-------- Texte fourni --------

Les éclairs de lucidité qui traversent certains personnages nous amènent à penser qu’ils et elles ont bien compris les rouages, que ce soit Balou le dealer et footballeur déchu qui n’a plus rien à perdre ou Ivan le flic désabusé par le fonctionnement de son commissariat qui en devient ultra taciturne. Il y en a d’autres, des personnages très bien décrits et mis en scène par Dominique Manotti et qui valent le détour. Pour autant certain sont vraiment détestables et l’empathie qui pourrait naître devient quasi-inexistante.

-------- Matériel fourni --------

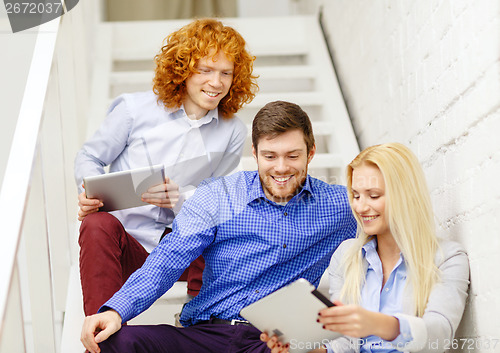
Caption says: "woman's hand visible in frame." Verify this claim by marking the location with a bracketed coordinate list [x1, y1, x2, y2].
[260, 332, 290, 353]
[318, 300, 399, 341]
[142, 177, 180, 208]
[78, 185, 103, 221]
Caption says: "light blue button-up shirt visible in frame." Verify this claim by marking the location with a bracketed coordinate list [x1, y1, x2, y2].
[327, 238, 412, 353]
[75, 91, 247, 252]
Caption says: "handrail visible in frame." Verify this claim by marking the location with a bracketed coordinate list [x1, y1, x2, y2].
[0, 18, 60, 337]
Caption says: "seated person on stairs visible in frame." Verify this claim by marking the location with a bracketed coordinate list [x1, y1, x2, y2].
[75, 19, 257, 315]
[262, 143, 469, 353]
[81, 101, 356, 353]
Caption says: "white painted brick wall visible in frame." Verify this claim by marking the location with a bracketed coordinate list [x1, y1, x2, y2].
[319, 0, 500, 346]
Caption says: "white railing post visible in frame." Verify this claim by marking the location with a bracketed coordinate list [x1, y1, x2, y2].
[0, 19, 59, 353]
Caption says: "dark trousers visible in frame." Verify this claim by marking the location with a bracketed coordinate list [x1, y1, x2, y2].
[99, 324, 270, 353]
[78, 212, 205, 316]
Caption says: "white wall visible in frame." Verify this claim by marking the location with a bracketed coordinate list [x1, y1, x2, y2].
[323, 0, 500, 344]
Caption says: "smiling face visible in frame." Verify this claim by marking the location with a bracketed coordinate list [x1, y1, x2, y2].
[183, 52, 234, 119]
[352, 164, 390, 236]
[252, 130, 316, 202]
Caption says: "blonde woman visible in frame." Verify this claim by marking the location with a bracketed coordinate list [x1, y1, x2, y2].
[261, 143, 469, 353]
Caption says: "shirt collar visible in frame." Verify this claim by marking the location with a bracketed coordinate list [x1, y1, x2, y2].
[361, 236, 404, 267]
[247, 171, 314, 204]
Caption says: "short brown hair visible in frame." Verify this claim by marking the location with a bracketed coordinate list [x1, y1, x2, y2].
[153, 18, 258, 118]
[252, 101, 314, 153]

--------
-------- Matériel fourni --------

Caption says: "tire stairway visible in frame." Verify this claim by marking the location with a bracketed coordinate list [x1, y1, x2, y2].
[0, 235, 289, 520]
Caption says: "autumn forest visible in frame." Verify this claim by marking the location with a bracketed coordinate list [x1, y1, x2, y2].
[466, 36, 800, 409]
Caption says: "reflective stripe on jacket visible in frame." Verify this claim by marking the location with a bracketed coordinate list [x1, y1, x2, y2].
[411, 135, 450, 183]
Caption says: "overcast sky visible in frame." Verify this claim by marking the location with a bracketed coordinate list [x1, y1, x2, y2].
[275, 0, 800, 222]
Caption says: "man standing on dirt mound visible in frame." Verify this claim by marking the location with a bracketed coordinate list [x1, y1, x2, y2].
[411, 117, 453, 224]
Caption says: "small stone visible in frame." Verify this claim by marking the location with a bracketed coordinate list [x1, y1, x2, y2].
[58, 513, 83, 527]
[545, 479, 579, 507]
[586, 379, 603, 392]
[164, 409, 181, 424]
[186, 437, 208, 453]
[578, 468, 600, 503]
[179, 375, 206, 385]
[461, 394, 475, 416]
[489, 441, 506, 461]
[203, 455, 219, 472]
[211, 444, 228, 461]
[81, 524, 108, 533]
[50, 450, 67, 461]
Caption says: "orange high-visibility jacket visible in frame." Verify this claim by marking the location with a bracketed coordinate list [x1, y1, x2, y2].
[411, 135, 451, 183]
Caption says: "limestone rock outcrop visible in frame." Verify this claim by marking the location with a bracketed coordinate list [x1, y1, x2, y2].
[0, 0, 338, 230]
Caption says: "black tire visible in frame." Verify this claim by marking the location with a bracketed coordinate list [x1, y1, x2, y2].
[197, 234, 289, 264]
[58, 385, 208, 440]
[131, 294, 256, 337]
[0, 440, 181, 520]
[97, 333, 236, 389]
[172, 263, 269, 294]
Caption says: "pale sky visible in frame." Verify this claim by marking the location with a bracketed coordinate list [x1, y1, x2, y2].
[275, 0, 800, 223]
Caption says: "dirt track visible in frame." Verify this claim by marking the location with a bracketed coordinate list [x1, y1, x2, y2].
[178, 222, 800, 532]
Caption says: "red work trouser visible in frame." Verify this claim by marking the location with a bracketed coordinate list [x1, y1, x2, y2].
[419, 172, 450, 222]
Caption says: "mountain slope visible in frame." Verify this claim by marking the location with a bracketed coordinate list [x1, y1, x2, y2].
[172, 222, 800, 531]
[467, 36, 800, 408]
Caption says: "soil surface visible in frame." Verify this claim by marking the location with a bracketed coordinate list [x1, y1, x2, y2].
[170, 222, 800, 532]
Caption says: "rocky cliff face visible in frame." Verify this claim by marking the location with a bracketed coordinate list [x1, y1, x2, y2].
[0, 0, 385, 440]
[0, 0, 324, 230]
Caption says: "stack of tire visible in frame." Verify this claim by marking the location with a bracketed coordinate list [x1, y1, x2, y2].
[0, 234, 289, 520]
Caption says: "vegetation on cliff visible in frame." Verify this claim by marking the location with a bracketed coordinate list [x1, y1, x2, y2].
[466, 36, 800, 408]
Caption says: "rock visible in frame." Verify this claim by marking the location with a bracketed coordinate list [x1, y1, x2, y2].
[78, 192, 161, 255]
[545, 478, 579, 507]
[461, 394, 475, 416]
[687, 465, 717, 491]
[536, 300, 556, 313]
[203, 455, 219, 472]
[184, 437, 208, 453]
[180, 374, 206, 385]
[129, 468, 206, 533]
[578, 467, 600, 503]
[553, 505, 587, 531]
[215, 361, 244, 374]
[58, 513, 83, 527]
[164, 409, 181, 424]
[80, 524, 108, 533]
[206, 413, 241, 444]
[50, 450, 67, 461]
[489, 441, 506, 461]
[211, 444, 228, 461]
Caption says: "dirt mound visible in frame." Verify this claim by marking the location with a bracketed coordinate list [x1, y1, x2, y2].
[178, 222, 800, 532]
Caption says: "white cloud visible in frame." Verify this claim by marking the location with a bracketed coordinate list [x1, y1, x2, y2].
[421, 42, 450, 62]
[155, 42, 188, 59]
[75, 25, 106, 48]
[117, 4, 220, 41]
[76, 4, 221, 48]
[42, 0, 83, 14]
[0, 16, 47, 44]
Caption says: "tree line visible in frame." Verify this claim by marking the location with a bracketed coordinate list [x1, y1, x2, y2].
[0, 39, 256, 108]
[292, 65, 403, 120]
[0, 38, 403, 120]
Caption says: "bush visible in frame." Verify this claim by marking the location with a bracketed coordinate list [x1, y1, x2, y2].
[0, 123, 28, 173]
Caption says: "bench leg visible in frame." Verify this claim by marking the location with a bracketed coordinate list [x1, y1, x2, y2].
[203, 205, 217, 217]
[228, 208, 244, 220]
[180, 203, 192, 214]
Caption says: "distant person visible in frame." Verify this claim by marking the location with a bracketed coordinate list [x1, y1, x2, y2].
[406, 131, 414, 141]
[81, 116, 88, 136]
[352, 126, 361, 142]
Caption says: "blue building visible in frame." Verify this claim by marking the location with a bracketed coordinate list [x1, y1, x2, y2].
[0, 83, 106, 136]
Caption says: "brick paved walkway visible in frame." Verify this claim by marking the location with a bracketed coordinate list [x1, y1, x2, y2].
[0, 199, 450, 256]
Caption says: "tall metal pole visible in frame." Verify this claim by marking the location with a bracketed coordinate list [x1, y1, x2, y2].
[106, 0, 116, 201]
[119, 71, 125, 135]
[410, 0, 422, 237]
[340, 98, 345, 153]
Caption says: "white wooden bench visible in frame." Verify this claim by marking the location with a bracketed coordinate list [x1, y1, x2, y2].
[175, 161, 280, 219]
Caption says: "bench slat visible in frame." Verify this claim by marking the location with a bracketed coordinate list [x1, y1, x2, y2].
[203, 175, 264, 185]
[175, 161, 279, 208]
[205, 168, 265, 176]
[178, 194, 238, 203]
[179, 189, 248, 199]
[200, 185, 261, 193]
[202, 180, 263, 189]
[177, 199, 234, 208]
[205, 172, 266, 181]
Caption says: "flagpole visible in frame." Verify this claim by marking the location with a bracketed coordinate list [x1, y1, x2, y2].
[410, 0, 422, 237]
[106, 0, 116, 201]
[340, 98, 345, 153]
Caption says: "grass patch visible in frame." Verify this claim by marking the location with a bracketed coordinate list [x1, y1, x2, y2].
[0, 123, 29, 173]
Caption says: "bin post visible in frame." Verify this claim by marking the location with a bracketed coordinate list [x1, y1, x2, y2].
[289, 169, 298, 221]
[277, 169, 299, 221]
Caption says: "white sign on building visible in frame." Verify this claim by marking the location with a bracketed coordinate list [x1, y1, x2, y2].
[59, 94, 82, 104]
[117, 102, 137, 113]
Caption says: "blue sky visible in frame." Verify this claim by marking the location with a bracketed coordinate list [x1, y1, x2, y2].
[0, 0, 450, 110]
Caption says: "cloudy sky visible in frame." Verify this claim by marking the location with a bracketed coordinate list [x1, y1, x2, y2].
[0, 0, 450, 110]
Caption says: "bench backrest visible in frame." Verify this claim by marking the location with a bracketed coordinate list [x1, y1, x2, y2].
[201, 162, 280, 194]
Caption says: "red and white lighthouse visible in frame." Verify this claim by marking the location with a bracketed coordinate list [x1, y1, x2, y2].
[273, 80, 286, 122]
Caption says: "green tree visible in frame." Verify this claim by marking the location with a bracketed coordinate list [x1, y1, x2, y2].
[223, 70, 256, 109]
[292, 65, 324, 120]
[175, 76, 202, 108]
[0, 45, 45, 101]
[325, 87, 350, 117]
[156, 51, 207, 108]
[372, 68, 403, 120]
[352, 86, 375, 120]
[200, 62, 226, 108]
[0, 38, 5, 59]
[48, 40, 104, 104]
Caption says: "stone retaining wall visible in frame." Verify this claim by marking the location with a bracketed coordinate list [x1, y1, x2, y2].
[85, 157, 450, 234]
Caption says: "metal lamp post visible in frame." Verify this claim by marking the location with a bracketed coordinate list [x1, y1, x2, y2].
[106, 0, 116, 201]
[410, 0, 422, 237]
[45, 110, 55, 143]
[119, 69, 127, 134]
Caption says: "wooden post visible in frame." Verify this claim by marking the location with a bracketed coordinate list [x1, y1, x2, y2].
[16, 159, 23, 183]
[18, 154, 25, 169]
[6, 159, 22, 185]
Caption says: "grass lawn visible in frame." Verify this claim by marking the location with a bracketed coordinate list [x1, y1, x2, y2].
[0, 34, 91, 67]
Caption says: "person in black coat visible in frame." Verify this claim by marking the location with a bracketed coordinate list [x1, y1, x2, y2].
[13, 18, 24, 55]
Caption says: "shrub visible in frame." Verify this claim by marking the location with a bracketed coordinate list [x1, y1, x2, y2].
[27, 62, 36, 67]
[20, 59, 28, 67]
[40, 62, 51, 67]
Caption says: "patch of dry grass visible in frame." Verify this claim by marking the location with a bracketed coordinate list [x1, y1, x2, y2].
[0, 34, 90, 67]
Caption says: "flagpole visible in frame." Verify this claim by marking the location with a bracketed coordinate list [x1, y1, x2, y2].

--------

**Énoncé A:** Recopiez le passage du texte fourni compris entre « Les éclairs de » et « naître devient quasi-inexistante. », bornes incluses.
**Énoncé B:** D'après le texte fourni, quel métier exerce le personnage d'Ivan ?

**Réponse complète A:**
Les éclairs de lucidité qui traversent certains personnages nous amènent à penser qu’ils et elles ont bien compris les rouages, que ce soit Balou le dealer et footballeur déchu qui n’a plus rien à perdre ou Ivan le flic désabusé par le fonctionnement de son commissariat qui en devient ultra taciturne. Il y en a d’autres, des personnages très bien décrits et mis en scène par Dominique Manotti et qui valent le détour. Pour autant certain sont vraiment détestables et l’empathie qui pourrait naître devient quasi-inexistante.

**Réponse complète B:** Ivan est flic.